**RECORDS TO USE:**
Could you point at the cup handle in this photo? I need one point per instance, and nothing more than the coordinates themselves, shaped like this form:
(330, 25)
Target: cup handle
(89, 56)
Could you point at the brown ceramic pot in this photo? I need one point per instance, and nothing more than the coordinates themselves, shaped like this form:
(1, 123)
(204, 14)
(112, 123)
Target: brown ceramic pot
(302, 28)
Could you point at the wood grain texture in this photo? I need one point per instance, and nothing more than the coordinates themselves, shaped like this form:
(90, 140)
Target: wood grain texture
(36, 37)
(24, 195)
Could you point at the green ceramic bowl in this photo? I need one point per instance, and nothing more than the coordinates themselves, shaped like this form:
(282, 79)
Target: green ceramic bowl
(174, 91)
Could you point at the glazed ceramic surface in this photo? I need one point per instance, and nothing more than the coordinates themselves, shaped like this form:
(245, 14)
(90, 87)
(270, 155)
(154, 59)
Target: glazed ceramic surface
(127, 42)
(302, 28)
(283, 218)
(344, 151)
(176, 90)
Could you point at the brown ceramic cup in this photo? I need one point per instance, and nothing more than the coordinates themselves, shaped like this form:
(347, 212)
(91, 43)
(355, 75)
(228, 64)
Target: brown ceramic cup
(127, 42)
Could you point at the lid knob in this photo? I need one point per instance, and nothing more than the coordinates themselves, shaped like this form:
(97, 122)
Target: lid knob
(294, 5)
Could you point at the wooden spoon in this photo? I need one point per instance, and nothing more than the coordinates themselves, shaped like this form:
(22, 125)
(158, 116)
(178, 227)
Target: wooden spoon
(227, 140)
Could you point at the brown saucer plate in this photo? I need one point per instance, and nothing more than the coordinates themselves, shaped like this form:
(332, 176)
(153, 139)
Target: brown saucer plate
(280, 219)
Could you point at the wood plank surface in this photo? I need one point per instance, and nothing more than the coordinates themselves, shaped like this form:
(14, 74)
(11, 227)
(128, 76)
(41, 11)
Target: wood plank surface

**WORK ITEM:**
Print all the records precisely.

**TASK ANSWER:**
Could you point at the cup handle in this photo? I need one point per instance, and nothing more than the coordinates themselves, shaped like this form:
(330, 25)
Target: cup handle
(89, 56)
Could you point at the brown ceramic pot in this photo? I need one point per instance, and nothing more than the coordinates themselves, shaped like this form:
(1, 123)
(204, 14)
(112, 123)
Target: brown ceramic pot
(302, 28)
Could you point at the wood grain texture in this photo? I need one point per instance, and nothing more than the coordinates themselves, shaped like this form:
(90, 140)
Target: wood grain texture
(36, 37)
(24, 195)
Could you point at the green ceramic bowl in this photo? I need one point per instance, and nothing more than the coordinates themselves, shaped like this form:
(282, 79)
Target: green ceramic bowl
(174, 91)
Could you point at the glazed ceramic surface in this photo? I need one point per instance, and nothing more than the coordinates themselves, shaped like this form:
(245, 14)
(90, 87)
(270, 155)
(154, 59)
Target: glazed ceramic surface
(127, 42)
(302, 28)
(283, 218)
(344, 151)
(176, 90)
Could you point at the brown ceramic cup in this photo? I need one point per instance, and nothing more than the coordinates themselves, shaped like this form:
(347, 212)
(91, 43)
(355, 75)
(228, 64)
Target: brown ceramic cup
(127, 42)
Could you point at the lid knob in this photo? I need one point per instance, and nothing more than the coordinates themselves, shaped like this form:
(97, 122)
Target: lid knob
(294, 5)
Could you point at the wooden spoon in this photo? I need one point per instance, and nothing more than the coordinates themselves, shaped like this form:
(22, 125)
(158, 116)
(178, 227)
Target: wooden spoon
(227, 140)
Could you point at the brown saucer plate in this photo? I need one point per instance, and nothing more than the coordinates themselves, shaped like this form:
(332, 176)
(153, 139)
Target: brown saucer plate
(280, 219)
Could you point at the wood plank surface in this photo? I need one point per instance, and nothing more than the coordinates themselves, shaped like this form:
(14, 74)
(11, 227)
(128, 76)
(41, 11)
Target: wood plank surface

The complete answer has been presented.